▼

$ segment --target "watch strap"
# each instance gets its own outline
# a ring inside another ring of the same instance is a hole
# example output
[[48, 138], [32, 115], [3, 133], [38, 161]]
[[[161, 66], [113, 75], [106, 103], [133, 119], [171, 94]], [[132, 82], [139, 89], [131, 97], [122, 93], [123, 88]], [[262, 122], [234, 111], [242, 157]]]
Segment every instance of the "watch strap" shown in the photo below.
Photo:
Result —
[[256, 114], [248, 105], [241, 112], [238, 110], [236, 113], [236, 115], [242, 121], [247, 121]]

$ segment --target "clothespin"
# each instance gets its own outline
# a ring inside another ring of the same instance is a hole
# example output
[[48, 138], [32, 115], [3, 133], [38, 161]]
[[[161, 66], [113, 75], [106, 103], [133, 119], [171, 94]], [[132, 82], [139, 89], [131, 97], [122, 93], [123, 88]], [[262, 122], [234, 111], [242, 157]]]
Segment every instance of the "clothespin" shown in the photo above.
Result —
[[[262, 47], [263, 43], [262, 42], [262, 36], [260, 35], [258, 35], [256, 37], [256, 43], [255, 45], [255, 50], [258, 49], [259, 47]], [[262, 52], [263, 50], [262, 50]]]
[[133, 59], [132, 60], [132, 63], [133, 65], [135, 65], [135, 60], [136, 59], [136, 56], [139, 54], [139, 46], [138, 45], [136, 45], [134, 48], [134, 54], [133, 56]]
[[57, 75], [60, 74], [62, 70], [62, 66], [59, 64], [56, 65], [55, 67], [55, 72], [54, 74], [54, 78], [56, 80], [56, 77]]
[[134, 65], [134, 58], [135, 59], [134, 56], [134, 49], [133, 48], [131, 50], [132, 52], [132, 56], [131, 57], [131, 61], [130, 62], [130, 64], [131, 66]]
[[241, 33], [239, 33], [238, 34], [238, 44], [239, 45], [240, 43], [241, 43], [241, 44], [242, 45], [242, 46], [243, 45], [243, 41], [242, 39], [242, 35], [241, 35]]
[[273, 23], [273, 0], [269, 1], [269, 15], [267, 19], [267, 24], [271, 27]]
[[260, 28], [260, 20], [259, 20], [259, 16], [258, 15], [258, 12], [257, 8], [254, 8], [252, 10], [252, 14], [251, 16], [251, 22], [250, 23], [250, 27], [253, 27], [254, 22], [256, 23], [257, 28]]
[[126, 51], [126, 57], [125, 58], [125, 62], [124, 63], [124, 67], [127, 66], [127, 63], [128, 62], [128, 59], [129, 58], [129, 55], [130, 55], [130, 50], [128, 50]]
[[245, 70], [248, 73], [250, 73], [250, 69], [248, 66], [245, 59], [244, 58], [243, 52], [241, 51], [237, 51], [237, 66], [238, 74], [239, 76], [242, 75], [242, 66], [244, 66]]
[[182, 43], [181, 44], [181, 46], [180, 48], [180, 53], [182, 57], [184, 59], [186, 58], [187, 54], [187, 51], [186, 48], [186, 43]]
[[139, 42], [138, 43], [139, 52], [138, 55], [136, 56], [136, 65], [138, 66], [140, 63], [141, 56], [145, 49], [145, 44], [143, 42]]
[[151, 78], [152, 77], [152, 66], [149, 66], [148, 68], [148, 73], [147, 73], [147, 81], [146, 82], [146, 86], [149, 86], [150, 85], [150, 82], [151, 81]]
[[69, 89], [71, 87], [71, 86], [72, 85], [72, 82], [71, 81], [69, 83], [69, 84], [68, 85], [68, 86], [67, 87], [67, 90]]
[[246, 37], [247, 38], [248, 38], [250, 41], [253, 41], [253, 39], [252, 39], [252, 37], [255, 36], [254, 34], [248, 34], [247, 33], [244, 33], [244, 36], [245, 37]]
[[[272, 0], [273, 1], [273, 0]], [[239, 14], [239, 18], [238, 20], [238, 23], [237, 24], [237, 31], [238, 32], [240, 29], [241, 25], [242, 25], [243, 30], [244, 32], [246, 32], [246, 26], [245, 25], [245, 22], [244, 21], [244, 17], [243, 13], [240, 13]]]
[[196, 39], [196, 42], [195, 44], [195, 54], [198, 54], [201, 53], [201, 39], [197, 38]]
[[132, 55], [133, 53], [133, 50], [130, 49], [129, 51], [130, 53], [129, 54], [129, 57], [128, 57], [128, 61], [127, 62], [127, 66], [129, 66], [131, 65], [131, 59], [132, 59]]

▲

Word for word, write out all of the data above.

__Exercise response__
$ segment --target "watch strap"
# each instance gets its own outline
# a ring inside another ring of the same instance is a hole
# example output
[[48, 138], [32, 115], [3, 133], [38, 161]]
[[[161, 66], [113, 75], [106, 103], [133, 119], [171, 94]], [[132, 82], [139, 89], [131, 97], [122, 93], [123, 88]], [[262, 122], [234, 111], [242, 157]]]
Segment every instance of the "watch strap" shown in the photo below.
Photo:
Result —
[[256, 114], [248, 105], [241, 112], [238, 110], [236, 113], [236, 115], [242, 121], [247, 121]]

$ segment --target "clothespin"
# each instance gets its own outline
# a ring inside another ring of the same instance is a hole
# example output
[[48, 138], [32, 115], [3, 133], [38, 161]]
[[[161, 66], [113, 75], [106, 103], [133, 119], [171, 94]], [[132, 82], [139, 89], [131, 97], [122, 93], [123, 88]], [[262, 122], [234, 111], [242, 157]]]
Segment every instance of the "clothespin" shown in the photo above.
Result —
[[[262, 47], [263, 43], [262, 42], [262, 36], [260, 35], [258, 35], [256, 37], [256, 43], [255, 45], [255, 50], [258, 49], [259, 47]], [[262, 52], [263, 50], [262, 50]]]
[[133, 59], [132, 60], [132, 63], [133, 65], [135, 65], [135, 60], [136, 59], [136, 56], [139, 54], [139, 46], [138, 45], [136, 45], [134, 48], [134, 54], [133, 56]]
[[57, 75], [60, 74], [62, 70], [62, 66], [59, 64], [56, 65], [55, 67], [55, 72], [54, 74], [54, 78], [56, 80], [56, 77]]
[[134, 65], [134, 58], [135, 59], [134, 56], [134, 49], [133, 48], [131, 50], [132, 52], [132, 56], [131, 57], [131, 61], [130, 62], [130, 64], [131, 66]]
[[241, 33], [239, 33], [238, 34], [238, 44], [239, 45], [240, 43], [241, 43], [241, 44], [242, 45], [242, 46], [243, 45], [243, 41], [242, 39], [242, 35], [241, 35]]
[[273, 23], [273, 0], [269, 1], [269, 15], [267, 19], [267, 24], [271, 27]]
[[260, 28], [260, 20], [259, 20], [259, 16], [258, 15], [258, 12], [257, 8], [254, 8], [252, 10], [252, 14], [251, 16], [251, 22], [250, 23], [250, 27], [253, 27], [254, 22], [256, 23], [257, 28]]
[[126, 51], [126, 57], [125, 58], [125, 62], [124, 63], [124, 67], [127, 66], [127, 63], [128, 62], [128, 59], [129, 58], [129, 55], [130, 55], [130, 50], [128, 50]]
[[245, 70], [248, 73], [250, 73], [250, 69], [248, 66], [245, 59], [244, 58], [243, 52], [241, 51], [237, 51], [237, 66], [238, 74], [239, 76], [242, 75], [242, 66], [244, 66]]
[[182, 43], [181, 44], [181, 46], [180, 48], [180, 53], [182, 57], [184, 59], [186, 58], [187, 54], [187, 51], [186, 48], [186, 43]]
[[139, 42], [138, 43], [139, 52], [138, 55], [136, 56], [136, 65], [138, 66], [140, 63], [141, 56], [145, 49], [145, 44], [143, 42]]
[[151, 78], [152, 77], [152, 66], [149, 66], [148, 68], [148, 73], [147, 73], [147, 81], [146, 82], [146, 86], [149, 86], [150, 85], [150, 82], [151, 81]]
[[69, 89], [71, 87], [71, 86], [72, 85], [72, 82], [71, 81], [69, 83], [69, 84], [68, 85], [68, 86], [67, 87], [67, 90]]
[[246, 37], [247, 38], [248, 38], [250, 41], [253, 41], [253, 39], [252, 39], [252, 37], [255, 36], [254, 34], [248, 34], [247, 33], [244, 33], [244, 36], [245, 37]]
[[[272, 0], [273, 1], [273, 0]], [[239, 14], [239, 18], [238, 20], [238, 23], [237, 24], [237, 31], [238, 32], [240, 29], [241, 25], [242, 25], [243, 30], [244, 32], [246, 32], [246, 26], [245, 25], [245, 22], [244, 21], [244, 17], [243, 13], [240, 13]]]
[[196, 39], [196, 42], [195, 44], [195, 54], [198, 54], [201, 53], [201, 39], [197, 38]]
[[132, 55], [133, 53], [133, 50], [130, 49], [129, 51], [130, 53], [129, 54], [129, 57], [128, 57], [128, 61], [127, 62], [127, 66], [129, 66], [131, 65], [131, 59], [132, 59]]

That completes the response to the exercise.